* Entries shown:
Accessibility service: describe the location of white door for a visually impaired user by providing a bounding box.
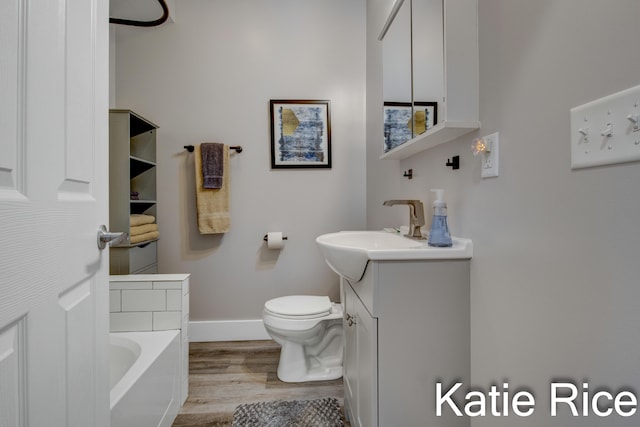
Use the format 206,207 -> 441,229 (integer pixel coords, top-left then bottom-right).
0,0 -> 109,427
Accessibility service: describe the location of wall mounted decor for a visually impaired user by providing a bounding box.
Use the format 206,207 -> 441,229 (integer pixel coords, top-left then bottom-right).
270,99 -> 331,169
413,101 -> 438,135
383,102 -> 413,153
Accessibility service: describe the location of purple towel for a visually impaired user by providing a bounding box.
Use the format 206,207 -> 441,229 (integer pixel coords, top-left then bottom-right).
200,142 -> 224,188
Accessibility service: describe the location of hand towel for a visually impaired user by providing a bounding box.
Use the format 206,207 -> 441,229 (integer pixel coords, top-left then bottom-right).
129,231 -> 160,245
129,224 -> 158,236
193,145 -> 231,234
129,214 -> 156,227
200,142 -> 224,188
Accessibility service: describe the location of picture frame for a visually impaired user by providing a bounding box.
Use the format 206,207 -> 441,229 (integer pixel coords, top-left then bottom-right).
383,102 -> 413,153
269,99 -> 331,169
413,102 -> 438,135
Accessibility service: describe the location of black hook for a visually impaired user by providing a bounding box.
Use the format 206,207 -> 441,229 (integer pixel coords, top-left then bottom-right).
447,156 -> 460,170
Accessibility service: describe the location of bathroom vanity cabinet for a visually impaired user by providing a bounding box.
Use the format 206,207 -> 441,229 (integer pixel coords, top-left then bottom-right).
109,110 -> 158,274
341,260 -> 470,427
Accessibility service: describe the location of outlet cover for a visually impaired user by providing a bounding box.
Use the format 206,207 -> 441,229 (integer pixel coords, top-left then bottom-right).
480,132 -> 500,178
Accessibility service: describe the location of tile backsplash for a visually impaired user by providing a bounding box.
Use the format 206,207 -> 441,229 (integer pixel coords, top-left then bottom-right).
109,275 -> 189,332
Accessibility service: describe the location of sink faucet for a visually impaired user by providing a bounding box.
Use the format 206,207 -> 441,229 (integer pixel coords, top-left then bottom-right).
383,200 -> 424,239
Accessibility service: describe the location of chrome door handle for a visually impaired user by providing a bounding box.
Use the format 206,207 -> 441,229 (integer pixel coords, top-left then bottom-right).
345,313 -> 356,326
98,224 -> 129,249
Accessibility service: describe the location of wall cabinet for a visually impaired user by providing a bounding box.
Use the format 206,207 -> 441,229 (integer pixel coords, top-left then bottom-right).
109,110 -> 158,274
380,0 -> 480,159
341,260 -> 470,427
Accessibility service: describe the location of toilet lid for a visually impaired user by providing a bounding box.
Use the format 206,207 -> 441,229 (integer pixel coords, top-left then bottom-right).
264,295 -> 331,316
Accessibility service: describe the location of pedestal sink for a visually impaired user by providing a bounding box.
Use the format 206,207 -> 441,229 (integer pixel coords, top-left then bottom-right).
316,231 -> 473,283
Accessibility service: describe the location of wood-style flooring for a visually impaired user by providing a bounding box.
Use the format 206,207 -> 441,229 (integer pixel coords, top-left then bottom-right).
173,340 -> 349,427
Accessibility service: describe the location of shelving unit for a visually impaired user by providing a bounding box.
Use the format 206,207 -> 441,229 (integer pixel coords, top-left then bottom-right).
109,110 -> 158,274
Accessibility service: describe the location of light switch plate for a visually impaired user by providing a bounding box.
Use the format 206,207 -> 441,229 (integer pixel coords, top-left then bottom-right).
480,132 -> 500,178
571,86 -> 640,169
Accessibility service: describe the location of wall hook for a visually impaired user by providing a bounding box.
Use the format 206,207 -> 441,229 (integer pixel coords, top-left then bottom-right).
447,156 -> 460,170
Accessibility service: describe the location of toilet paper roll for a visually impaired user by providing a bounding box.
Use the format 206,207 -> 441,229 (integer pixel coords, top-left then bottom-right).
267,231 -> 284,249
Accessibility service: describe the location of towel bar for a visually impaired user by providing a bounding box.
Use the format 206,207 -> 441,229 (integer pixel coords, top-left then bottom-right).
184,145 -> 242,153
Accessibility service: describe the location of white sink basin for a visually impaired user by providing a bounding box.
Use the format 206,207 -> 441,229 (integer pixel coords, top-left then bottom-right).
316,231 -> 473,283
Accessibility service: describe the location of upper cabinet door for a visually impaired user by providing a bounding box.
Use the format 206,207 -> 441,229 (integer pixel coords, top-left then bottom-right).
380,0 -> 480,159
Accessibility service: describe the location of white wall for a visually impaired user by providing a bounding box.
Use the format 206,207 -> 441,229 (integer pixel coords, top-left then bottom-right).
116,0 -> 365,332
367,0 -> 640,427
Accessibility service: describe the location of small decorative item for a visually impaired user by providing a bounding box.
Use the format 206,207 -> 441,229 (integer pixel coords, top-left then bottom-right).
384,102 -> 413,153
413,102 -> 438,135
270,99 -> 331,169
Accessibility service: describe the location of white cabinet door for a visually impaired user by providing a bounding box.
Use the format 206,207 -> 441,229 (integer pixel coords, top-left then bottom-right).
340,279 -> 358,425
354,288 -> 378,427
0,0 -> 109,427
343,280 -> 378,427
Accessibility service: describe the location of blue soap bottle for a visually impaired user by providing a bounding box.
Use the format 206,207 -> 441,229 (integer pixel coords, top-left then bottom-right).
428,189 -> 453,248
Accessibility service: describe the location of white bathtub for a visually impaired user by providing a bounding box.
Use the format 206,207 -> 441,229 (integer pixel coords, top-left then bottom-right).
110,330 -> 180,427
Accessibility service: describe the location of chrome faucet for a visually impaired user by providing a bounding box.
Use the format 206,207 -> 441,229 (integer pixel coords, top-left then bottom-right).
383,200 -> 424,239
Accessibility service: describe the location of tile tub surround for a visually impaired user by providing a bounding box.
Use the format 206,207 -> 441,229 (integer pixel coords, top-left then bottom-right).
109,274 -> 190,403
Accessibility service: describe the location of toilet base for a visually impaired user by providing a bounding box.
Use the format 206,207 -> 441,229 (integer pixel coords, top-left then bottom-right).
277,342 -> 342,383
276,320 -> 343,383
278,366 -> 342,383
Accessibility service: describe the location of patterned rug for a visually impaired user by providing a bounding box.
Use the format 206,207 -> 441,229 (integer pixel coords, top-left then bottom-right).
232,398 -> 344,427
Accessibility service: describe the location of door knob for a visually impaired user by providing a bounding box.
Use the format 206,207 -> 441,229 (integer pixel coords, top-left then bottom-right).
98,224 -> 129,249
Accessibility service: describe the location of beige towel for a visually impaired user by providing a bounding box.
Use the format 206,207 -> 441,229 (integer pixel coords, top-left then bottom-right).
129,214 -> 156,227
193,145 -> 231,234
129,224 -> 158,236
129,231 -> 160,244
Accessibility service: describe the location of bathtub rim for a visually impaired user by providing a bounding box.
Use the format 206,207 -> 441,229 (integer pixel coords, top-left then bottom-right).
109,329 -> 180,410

* What is expected: List every row above that contains the word "tile", matching case exactly.

* Exercise answer:
Accessibility service: describe the location of tile backsplash for a visually impaired user by providing a bounding box.
Accessibility service: describe the location of tile tub surround for a visually impaired user by providing a bounding box.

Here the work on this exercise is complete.